== STATED GOAL ==
Rewrite the lines from the one containing "Detect all occurrences of woman" through the last of the items, inclusive, with "picnic table" replaced by "folding table" and nothing else altered.

== DATA TO USE ==

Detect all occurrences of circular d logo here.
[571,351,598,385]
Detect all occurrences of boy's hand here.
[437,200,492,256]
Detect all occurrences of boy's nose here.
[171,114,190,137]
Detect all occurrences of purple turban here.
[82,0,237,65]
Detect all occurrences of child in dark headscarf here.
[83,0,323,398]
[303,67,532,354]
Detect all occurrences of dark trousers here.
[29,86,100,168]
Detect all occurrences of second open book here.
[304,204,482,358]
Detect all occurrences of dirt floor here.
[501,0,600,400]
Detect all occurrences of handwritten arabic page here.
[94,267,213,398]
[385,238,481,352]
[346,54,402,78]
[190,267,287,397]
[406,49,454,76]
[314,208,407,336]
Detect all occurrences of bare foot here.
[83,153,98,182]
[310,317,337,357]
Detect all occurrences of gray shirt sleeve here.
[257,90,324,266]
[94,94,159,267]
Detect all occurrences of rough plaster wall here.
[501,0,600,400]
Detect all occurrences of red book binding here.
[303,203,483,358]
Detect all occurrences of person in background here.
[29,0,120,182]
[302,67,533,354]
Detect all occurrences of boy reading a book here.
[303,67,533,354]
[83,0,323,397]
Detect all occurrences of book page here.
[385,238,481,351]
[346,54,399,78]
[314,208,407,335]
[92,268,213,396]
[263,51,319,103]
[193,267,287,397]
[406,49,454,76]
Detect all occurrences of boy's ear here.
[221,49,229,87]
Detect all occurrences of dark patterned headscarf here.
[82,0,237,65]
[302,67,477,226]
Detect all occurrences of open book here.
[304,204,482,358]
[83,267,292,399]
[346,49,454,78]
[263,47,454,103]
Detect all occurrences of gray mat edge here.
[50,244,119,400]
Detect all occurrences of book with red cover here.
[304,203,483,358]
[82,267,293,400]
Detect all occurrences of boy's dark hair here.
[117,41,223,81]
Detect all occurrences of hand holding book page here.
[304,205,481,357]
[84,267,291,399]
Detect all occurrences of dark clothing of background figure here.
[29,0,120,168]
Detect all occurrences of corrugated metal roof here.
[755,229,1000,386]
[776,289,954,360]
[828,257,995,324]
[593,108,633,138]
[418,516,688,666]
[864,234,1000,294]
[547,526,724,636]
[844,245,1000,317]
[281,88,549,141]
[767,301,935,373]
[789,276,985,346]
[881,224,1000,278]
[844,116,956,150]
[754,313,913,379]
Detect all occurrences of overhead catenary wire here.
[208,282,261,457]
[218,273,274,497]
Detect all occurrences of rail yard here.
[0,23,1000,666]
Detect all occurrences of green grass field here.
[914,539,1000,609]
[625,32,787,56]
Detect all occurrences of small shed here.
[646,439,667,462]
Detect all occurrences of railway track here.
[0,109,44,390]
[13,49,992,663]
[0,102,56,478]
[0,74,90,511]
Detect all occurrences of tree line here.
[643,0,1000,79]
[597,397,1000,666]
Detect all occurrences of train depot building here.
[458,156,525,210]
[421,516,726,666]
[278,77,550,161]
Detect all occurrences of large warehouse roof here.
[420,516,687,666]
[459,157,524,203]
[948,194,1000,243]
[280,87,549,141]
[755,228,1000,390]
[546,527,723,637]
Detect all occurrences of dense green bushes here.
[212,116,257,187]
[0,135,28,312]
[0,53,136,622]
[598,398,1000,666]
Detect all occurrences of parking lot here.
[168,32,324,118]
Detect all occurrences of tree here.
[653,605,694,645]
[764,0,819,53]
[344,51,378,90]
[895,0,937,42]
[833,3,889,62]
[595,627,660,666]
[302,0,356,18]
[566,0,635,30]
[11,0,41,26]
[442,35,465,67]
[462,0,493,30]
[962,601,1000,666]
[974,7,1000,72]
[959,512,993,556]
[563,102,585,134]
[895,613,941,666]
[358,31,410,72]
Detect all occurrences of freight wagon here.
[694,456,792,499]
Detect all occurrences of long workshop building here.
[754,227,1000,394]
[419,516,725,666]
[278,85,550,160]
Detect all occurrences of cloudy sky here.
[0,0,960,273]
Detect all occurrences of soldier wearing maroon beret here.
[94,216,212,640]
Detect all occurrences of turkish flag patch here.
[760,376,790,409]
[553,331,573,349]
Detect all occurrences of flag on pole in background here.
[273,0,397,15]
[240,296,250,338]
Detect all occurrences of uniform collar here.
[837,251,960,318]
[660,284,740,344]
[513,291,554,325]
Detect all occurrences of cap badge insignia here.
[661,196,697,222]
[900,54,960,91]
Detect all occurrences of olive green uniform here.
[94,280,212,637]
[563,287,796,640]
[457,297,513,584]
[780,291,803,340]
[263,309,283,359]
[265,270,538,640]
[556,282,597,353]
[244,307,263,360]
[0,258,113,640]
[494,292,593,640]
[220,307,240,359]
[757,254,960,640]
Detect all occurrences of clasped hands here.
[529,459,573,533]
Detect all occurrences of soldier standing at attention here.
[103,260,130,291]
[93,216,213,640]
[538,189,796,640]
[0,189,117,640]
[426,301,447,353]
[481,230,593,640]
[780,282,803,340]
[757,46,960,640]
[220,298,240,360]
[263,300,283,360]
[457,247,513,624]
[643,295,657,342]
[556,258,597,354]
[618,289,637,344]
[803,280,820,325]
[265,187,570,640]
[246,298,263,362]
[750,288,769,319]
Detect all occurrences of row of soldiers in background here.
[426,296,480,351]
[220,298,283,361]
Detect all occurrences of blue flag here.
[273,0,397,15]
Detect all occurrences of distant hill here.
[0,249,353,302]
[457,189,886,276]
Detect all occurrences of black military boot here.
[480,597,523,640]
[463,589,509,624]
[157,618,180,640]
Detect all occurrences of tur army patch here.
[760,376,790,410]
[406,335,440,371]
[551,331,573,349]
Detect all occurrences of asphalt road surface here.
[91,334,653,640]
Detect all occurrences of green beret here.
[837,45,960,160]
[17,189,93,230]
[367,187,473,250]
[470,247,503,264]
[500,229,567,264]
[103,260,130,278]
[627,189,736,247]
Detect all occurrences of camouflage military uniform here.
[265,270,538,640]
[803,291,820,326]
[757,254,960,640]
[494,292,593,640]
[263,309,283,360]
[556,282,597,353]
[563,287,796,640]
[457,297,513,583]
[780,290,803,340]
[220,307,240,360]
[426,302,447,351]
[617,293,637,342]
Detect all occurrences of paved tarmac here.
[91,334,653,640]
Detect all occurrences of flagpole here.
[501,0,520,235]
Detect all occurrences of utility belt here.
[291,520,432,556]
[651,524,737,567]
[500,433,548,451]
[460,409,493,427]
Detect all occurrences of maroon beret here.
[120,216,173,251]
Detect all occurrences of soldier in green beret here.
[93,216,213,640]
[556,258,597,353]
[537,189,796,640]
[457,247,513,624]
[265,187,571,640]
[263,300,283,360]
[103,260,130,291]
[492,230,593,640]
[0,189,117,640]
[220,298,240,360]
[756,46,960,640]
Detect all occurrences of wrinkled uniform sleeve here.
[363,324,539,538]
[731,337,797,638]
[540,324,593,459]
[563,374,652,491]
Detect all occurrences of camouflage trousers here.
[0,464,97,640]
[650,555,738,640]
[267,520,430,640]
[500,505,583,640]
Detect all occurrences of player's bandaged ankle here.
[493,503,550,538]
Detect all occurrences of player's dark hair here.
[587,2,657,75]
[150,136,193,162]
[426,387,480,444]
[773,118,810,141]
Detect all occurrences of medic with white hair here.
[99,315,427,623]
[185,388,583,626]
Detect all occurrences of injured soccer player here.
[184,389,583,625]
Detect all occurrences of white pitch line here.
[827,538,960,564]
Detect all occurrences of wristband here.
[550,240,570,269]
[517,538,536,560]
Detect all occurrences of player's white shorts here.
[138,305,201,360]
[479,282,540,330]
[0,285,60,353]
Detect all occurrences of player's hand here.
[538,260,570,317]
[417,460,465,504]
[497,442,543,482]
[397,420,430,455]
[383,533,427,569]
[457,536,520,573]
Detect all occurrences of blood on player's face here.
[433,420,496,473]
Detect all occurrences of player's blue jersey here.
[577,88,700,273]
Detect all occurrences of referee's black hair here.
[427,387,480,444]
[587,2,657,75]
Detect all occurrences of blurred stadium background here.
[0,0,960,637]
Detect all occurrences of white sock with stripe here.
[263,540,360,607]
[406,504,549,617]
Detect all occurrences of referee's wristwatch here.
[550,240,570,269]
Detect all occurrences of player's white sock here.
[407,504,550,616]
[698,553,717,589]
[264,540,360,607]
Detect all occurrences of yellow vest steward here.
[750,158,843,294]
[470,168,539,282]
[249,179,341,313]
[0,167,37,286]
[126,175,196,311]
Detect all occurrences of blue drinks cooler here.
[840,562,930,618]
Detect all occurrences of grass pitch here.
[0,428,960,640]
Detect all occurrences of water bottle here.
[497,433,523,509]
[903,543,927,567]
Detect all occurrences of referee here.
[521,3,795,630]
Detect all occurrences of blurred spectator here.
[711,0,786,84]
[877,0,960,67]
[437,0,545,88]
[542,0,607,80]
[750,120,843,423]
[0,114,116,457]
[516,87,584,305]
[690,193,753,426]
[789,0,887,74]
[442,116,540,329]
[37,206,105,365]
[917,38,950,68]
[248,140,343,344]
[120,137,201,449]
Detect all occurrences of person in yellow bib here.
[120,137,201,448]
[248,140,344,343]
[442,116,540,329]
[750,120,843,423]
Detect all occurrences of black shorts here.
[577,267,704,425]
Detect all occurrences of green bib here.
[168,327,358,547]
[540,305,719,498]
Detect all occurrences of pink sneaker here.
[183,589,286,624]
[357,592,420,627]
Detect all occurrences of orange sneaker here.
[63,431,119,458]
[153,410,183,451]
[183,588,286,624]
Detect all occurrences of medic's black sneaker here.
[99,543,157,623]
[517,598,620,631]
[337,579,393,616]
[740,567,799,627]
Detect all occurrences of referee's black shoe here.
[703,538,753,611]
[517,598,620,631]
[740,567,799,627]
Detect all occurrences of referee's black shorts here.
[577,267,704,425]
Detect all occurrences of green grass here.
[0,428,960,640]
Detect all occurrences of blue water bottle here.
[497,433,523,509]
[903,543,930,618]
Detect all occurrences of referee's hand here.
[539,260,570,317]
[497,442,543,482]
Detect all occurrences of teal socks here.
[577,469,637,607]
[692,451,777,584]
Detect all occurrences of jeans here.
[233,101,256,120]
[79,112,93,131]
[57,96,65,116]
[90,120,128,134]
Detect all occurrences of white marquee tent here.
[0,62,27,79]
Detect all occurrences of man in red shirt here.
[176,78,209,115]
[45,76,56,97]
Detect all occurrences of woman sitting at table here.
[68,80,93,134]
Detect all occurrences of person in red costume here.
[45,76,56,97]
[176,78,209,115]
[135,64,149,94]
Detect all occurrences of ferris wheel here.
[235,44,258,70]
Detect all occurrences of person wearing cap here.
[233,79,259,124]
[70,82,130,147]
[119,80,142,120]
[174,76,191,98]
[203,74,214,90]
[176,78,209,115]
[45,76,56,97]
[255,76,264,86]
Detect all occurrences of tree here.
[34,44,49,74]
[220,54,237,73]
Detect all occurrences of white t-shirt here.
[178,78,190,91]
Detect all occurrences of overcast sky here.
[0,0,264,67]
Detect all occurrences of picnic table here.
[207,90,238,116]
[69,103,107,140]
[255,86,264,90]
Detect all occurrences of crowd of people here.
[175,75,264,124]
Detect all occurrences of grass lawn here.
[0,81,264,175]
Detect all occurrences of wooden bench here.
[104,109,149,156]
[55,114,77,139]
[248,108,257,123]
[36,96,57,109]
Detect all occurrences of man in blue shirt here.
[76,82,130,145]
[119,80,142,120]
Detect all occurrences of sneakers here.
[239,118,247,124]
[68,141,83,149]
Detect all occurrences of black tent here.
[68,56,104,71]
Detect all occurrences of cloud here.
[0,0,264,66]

== ANSWER TO THIS TASK ==
Detect all occurrences of woman sitting at table here.
[68,80,93,134]
Detect all occurrences of person in red costume here.
[45,76,56,97]
[176,78,209,115]
[135,64,149,94]
Detect all occurrences of ferris wheel here.
[235,44,258,70]
Detect all occurrences of person wearing cap here.
[233,79,259,124]
[70,82,130,147]
[119,80,142,120]
[174,76,191,98]
[203,74,214,90]
[176,78,209,115]
[45,76,56,97]
[255,76,264,86]
Detect all occurrences of tree here.
[34,44,49,74]
[220,54,237,73]
Detect all occurrences of white t-shirt here.
[178,78,190,91]
Detect all occurrences of overcast sky here.
[0,0,264,67]
Detect all occurrences of folding table here.
[207,90,238,116]
[69,103,107,140]
[255,86,264,90]
Detect all occurrences of crowd of people here.
[175,75,264,124]
Detect all occurrences of grass lawn here.
[0,81,264,175]
Detect all occurrences of wooden bench here.
[104,109,149,156]
[55,114,77,139]
[248,108,257,123]
[36,96,57,109]
Detect all occurrences of man in blue shirt here.
[76,82,130,145]
[119,80,142,120]
Detect all occurrences of sneakers here.
[239,118,247,124]
[68,141,83,149]
Detect all occurrences of black tent here.
[68,56,104,71]
Detect all occurrences of cloud here.
[0,0,264,66]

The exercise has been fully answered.